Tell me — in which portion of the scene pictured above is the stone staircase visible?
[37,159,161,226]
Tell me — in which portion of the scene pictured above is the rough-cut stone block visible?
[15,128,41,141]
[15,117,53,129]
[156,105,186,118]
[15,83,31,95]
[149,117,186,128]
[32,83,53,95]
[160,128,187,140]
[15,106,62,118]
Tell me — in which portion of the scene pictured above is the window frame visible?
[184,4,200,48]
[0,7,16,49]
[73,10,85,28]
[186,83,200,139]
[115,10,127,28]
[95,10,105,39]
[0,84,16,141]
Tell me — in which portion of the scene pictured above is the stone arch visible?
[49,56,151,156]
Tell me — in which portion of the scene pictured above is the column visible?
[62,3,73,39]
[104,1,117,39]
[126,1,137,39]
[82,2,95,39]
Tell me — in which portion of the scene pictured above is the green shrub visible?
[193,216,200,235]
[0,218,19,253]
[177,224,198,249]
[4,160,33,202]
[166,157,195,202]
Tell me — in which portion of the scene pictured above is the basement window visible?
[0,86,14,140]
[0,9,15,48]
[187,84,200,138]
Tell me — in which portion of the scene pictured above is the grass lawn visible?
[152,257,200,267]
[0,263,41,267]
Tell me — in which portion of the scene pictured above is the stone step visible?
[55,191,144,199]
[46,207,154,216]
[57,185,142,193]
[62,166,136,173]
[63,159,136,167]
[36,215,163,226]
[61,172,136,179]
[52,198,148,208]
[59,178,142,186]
○ ○ ○
→ **Written task**
Rescale the part of the records that opens with the line containing "grass lawn visible?" and closes at the end of the records. Give only those lines again, requests included, with every coordinate in the answers multiplied by 0.75 and rounded to a whole number, rounding halves up.

→ **Solution for this task**
Tell me — in which portion of the scene pictured above is the grass lawn visible?
[114,193,150,200]
[0,197,31,200]
Tell me — in which portion of the scene pictured above is the stone step visible?
[41,143,108,149]
[35,155,116,162]
[43,139,107,145]
[47,125,102,130]
[47,119,102,125]
[27,161,122,170]
[46,129,102,134]
[39,149,111,156]
[44,134,107,140]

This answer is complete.